#### Document

It is well known that the dissociation constant corresponding to Kw = [H+][OH] has a value Kw = 10−14 under normal ambient conditions. As temperature increases, KW also increases and can reach values typically 100–1,000 times higher than that associated with water under standard temperature and pressure (Peterson et al. 2008). These augmented values of Kw correspond to increased concentrations of H+ and OH—effectively the solution is simultaneously more acidic and more basic, or more logically—the dissociated species exist simultaneously in equilibrium. This presents the possibility of initiating acid and base type cracking reactions simultaneously.

Using subcritical water to mobilise heavy oils requires a balance to be found between (1) dissolving the heavy oil component within this novel medium (determined by dielectric constant ε) and (2) cracking it simultaneously by using the enhanced [H+] and [OH], which are present. Although the highest temperature gives the best values of ε for ensuring high oil solubility in water, the best values for acid/base cracking would be somewhat below these temperatures at around 290 °C. At 290 °C, the dielectric constant of water already matches that of acetone. This is sufficiently low to dissolve a substantial component of the heavy oil (HO) while at the same time high enough to stop dissolved salts precipitating out (Kumar and Gupta 2009). If there is simultaneously removal of hydrocarbon components heavy oil (HO) via a cracking mechanism to a light oil (LO) then we can consider the reaction to be

$$ {\text{HO}}_{{\left( {\text{l}} \right)}} \Leftrightarrow {\text{HO}}_{{({\text{aq}})}} \mathop{\longrightarrow}\limits^{{[ {{\text{H}}^{ + } }] + [{\text{OH}}^{-}]}} {\text{LO}}_{{({\text{aq}})}} \Leftrightarrow {\text{LO}}_{{({\text{l}})}} $$
(2)

The subscripts refer, respectively, to the hydrocarbon components present as pure water-insoluble liquid as found at ambient conditions (l), or dissolved in water under subcritical conditions (aq). [H+] and [OH] are the concentrations of hydrogen and hydroxide ions arising from dissociation of water as in Eq. 1. In general, heavy organics (containing polyaromatics) will be more soluble than light cracked components. Thus, the light components will form separate phases from water more easily. As the more soluble heavy oils are cracked, then more heavy oil dissolves. Thus, it is not necessary to operate at p, T levels where the dielectric constants are at the low level of pentane solubility. Operation at a substantially subcritical “acetone” level is sufficient. This is important for maximising water dissociation.

It could be that many of the “mobilisation” effects with steam injection observed to date have made unwitting use of these effects but in a non-optimal fashion. For example, Imperial Oil reports a steam injection scenario, whereby after initial back production of mainly water, the bitumen production is characterised by relatively constant water oil ratio (Batycky et al. 1997). They reported injection at 100 bar corresponding to around 310 °C. Thus, subcritical dissolution may explain the creation of “bound” water, which becomes emulsion during production. At any rate, the aim here is to explore (1) how near-critical enhanced miscibility increases the cracking potential for heavy hydrocarbons (2) can acid and base catalysis from the greater availability of H+ and OH at near critical conditions affect the process?

########
#### Stored rows

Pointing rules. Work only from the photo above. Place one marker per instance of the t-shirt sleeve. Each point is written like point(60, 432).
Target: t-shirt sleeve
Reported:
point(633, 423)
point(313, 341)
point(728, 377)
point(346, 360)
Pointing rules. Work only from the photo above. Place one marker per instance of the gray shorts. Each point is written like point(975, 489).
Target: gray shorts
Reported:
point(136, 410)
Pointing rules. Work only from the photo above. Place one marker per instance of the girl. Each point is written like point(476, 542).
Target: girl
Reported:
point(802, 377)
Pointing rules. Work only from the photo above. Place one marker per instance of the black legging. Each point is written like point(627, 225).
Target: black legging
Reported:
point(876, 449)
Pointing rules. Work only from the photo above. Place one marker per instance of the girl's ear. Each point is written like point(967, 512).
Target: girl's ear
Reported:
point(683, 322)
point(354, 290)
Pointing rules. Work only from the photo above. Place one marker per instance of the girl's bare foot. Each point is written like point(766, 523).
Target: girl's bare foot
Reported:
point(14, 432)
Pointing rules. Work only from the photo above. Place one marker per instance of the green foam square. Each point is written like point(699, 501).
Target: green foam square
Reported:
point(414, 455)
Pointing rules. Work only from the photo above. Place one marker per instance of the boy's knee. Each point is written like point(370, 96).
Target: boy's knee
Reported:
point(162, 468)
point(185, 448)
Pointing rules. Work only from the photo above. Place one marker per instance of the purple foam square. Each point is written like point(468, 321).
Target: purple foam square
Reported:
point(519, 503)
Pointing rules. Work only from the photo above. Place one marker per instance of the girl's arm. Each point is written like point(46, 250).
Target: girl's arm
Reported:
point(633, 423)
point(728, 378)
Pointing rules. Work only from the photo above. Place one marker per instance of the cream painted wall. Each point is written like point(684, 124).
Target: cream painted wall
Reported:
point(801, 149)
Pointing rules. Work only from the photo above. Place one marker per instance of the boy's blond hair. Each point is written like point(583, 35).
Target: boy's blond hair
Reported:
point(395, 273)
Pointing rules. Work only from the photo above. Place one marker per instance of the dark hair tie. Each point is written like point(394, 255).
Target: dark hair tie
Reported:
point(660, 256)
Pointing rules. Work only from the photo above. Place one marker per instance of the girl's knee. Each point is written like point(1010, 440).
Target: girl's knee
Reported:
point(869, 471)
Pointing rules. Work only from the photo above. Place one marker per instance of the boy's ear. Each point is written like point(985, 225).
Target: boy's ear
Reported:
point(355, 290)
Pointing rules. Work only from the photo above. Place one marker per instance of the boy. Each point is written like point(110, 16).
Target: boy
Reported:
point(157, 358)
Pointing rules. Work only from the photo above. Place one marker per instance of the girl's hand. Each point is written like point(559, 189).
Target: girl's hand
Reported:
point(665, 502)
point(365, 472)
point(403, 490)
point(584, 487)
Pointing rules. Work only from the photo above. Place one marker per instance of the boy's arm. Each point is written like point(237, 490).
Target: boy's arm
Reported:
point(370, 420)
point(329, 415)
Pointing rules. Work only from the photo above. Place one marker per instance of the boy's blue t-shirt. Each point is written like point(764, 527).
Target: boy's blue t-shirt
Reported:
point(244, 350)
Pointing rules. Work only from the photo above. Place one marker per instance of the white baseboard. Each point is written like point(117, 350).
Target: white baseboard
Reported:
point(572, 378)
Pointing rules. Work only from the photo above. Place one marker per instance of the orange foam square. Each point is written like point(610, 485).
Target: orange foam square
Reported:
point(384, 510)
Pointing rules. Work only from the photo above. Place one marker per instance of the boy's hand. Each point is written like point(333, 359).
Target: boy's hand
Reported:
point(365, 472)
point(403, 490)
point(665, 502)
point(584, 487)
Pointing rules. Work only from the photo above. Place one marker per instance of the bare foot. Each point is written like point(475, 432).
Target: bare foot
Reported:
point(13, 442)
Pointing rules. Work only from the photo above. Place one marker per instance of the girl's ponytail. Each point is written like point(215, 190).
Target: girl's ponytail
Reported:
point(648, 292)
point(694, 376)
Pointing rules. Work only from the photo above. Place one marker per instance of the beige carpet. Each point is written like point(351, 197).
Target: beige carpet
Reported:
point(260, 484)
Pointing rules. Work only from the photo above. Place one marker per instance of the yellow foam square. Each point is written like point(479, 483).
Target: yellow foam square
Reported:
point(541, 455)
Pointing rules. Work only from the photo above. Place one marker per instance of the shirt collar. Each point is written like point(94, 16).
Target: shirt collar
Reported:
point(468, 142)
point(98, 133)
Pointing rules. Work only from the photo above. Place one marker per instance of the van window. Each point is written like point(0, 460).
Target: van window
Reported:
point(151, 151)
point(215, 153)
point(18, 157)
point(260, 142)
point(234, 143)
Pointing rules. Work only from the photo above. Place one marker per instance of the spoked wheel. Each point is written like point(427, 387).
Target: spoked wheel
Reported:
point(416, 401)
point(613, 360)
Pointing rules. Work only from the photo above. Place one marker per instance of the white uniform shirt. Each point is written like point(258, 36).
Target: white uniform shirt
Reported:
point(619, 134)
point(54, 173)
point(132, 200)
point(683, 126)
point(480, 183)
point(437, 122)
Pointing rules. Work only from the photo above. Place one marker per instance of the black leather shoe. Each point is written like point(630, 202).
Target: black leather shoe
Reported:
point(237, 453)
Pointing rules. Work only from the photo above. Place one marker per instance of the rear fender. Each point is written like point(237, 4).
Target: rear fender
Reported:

########

● **Written instruction A**
Retype the stretch of the subcritical water passage from "It is well known" through "cracking reactions simultaneously.".
● **Written instruction B**
Using the subcritical water passage, answer each question briefly:
(i) What value does Kw have under normal ambient conditions?
(ii) At 290 °C, the dielectric constant of water matches that of which substance?
(iii) At what pressure did Imperial Oil report injection?
● **Written instruction C**
Translate this sentence from the subcritical water passage into French: "At 290 °C, the dielectric constant of water already matches that of acetone."
The material is not needed for any of this work.

● **Answer A**
It is well known that the dissociation constant corresponding to Kw = [H+][OH] has a value Kw = 10−14 under normal ambient conditions. As temperature increases, KW also increases and can reach values typically 100–1,000 times higher than that associated with water under standard temperature and pressure (Peterson et al. 2008). These augmented values of Kw correspond to increased concentrations of H+ and OH—effectively the solution is simultaneously more acidic and more basic, or more logically—the dissociated species exist simultaneously in equilibrium. This presents the possibility of initiating acid and base type cracking reactions simultaneously.

● **Answer B**
(i) 10−14
(ii) Acetone
(iii) 100 bar

● **Answer C**
À 290 °C, la constante diélectrique de l'eau correspond déjà à celle de l'acétone.